RECORDS FOR THIS EXERCISE:

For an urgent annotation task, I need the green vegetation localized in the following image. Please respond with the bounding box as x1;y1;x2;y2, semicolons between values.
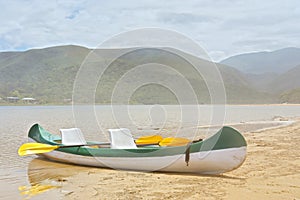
0;45;300;104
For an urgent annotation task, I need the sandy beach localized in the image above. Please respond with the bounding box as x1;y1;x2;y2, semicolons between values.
19;119;300;200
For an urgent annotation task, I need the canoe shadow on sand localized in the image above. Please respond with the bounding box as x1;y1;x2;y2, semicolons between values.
19;158;245;199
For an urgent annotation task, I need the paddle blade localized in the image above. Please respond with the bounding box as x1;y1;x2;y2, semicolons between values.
159;138;191;147
135;135;163;145
18;143;59;156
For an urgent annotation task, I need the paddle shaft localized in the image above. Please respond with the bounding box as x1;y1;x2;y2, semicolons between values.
58;142;158;149
58;142;110;149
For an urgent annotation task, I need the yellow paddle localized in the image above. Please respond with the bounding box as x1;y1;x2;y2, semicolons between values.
135;135;163;145
159;138;191;147
18;135;195;156
18;143;59;156
18;143;110;156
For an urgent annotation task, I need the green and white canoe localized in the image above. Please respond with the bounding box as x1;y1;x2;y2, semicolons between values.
28;124;247;174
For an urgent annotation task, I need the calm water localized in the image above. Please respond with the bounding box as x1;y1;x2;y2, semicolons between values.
0;105;300;199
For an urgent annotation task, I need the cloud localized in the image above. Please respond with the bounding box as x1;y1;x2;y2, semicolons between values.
0;0;300;60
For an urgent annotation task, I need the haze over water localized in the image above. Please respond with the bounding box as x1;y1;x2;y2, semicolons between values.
0;105;300;199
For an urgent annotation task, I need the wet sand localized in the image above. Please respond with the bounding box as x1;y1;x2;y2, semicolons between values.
21;119;300;200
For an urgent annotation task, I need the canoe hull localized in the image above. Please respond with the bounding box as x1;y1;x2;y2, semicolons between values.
35;144;247;174
29;125;247;174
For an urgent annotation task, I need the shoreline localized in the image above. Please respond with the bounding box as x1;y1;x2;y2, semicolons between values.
21;118;300;200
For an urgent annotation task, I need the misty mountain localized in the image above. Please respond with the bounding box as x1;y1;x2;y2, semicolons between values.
0;45;292;104
220;47;300;74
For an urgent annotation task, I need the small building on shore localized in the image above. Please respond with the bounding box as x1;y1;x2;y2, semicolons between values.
22;97;37;103
6;97;20;103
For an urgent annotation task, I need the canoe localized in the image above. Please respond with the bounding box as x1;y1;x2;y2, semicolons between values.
28;124;247;174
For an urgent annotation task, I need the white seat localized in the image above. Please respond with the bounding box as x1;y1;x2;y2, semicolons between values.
59;128;86;145
108;128;137;149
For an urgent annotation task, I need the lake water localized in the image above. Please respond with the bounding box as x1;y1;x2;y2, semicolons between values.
0;105;300;199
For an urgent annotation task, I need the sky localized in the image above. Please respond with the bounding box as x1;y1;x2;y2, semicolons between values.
0;0;300;61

PROBLEM TO WORK ON: Rewrite all of the lines above, putting "labeling job" wherever "urgent annotation task" appears and changing nothing else. Leave the pictures out.

RESPONSE TO THE EXERCISE:
For an labeling job, I need the green vegetation localized in the following image. Please respond with the bounding box as x1;y1;x2;y2, semicolons between values.
0;45;300;104
For an labeling job, I need the sandy beach localized in the image above. Please respond with the bounding box as x1;y1;x2;y2, semicolons between values.
19;119;300;200
For an labeling job, I need the canoe shadow on sand localized in the image above. Please respond with the bounding box as x1;y1;x2;y2, semicolons between values.
19;158;245;199
For an labeling job, I need the paddle blade localized in the image above. Please respond with the bounding box as x1;y1;x2;y2, semicolons between values.
159;138;191;147
135;135;163;145
18;143;59;156
For an labeling job, I need the paddle shaft localized in the image above. Please respond with the bounding box as x1;y1;x2;y2, semicolons between values.
58;142;158;149
58;142;110;149
For an labeling job, I need the yellow paddle localized in the image above. Please respond with the bounding box as x1;y1;x2;y2, semicolons between values.
135;135;163;145
159;138;191;147
18;135;195;156
18;143;59;156
18;143;110;156
For an labeling job, I need the green and white canoe localized in the image above. Please respond with the bounding box as x1;y1;x2;y2, semicolons between values.
28;124;247;174
For an labeling job, I need the calm water localized in the image above. Please respond with the bounding box as x1;y1;x2;y2, semicolons between values.
0;105;300;199
For an labeling job, I need the cloud localized in the image above. Please respond with the bounding box as x1;y1;x2;y2, semicolons between values.
0;0;300;60
For an labeling job, I need the haze over water localized in the image above. Please respond with the bounding box as x1;y1;x2;y2, semicolons between values.
0;105;300;199
For an labeling job, I need the wet sand localized in the image above. Please respond with the bounding box as x1;y1;x2;y2, semicolons between values.
21;119;300;200
For an labeling job, I need the canoe hull localized in the image above. Please respond with the bounding box as x1;y1;x2;y2, semicolons between values.
35;144;247;174
29;125;247;174
For an labeling job, I need the shoreline localized in the image above. Please respond with the bounding box as x1;y1;x2;y2, semicolons between values.
21;118;300;200
For an labeling job, I need the misty mountain localized in the image above. Please respond with the bounding box as x1;y1;x2;y2, semicolons between values.
0;45;292;104
220;47;300;74
For an labeling job, I need the small building on shore localized in the image above. Please respond with the bounding box as x1;y1;x2;y2, semicolons between values.
22;97;37;103
6;97;20;103
For an labeling job, I need the canoe localized in the image above. Please respond with the bounding box as x1;y1;x2;y2, semicolons between values.
28;124;247;174
For an labeling job, I need the white seat localized in the image above. Please respond with the bounding box as x1;y1;x2;y2, semicolons between values.
59;128;86;145
108;128;137;149
For an labeling job, I need the lake water localized in the image above. Please respond with the bounding box as x1;y1;x2;y2, semicolons between values.
0;105;300;199
For an labeling job, I need the sky localized in the image above. Please respond with the bounding box as x1;y1;x2;y2, semicolons between values.
0;0;300;61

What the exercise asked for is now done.